◆ **Given task**:
Can you reproduce word for word everything in the data below, from the line containing "Could you point to the tree line" down to the final line?

◆ **Excerpted data**:
==*==
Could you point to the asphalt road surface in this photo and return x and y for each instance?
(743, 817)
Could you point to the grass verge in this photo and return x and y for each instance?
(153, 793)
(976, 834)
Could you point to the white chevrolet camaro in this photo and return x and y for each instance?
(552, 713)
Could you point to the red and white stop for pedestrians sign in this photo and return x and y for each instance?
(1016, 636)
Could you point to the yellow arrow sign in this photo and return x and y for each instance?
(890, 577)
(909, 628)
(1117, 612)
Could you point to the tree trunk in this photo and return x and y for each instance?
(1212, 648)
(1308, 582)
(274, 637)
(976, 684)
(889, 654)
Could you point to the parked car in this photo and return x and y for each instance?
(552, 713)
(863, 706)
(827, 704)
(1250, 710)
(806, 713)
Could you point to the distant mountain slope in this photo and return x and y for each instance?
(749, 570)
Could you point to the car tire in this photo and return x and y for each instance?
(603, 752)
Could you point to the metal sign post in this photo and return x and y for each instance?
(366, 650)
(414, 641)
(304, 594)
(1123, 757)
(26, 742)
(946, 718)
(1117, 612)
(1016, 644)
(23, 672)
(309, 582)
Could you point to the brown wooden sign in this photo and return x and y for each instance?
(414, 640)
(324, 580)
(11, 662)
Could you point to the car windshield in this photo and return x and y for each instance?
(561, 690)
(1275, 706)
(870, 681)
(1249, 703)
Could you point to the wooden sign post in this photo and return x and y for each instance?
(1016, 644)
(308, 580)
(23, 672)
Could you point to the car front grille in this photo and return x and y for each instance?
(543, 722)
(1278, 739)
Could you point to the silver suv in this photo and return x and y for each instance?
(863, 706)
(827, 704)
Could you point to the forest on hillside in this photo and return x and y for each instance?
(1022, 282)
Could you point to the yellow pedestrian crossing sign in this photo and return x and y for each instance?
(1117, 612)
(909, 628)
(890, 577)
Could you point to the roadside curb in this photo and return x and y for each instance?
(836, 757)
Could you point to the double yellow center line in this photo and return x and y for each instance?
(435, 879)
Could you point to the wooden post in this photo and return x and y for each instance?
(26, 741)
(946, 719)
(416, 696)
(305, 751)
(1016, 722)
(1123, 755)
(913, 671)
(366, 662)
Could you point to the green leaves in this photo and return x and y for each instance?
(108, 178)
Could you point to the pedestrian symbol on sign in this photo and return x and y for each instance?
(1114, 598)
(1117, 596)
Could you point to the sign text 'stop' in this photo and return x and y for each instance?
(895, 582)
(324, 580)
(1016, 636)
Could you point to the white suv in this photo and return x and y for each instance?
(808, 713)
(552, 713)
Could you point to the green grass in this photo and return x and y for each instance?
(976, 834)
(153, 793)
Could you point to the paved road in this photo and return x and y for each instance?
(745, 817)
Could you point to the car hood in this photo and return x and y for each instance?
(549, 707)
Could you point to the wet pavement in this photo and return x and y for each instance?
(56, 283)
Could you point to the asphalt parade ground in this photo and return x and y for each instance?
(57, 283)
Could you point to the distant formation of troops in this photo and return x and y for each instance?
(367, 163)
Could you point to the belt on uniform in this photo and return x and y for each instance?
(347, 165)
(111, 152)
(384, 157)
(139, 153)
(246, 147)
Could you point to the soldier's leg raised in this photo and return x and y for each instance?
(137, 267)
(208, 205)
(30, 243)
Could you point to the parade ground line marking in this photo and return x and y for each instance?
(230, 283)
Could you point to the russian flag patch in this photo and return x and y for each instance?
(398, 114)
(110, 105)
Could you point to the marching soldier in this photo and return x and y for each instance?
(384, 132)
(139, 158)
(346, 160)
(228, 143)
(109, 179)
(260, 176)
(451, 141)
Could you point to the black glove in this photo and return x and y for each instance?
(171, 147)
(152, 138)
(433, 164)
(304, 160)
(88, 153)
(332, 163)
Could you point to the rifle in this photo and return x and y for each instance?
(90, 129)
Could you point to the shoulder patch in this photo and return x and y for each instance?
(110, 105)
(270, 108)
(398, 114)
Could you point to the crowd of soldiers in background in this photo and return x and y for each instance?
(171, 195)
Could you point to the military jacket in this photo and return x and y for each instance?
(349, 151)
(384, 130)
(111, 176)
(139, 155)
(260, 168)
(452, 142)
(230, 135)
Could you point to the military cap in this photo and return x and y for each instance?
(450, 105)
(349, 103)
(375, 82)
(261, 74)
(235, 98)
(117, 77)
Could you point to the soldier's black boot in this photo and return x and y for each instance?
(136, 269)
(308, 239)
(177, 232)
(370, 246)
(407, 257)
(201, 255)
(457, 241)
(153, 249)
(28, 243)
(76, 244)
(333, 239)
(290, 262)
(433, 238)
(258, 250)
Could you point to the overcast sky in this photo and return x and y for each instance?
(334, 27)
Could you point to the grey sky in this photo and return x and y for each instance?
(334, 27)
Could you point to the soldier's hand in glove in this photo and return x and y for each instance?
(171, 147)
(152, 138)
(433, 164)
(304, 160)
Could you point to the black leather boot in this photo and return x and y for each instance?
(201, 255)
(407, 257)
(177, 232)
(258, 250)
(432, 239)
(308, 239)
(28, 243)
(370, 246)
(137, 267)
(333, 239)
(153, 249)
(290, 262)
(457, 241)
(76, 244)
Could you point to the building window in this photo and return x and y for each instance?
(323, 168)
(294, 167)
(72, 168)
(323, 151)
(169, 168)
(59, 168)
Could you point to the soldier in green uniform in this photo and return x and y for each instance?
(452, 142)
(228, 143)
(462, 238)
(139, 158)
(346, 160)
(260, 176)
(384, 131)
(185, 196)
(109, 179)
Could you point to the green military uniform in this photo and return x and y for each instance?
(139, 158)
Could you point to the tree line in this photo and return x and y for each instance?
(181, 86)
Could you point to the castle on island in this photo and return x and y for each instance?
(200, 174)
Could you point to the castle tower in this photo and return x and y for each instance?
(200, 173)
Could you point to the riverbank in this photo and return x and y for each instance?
==*==
◆ **Solution**:
Could you point to the tree line in this photo and return x and y for each instance?
(181, 86)
Could you point to the castle on island in this photo and return x and y for each instance?
(200, 174)
Could you point to the castle tower in this photo and return x and y for each instance?
(200, 173)
Could you point to the riverbank in this photo and return x and y for each instance?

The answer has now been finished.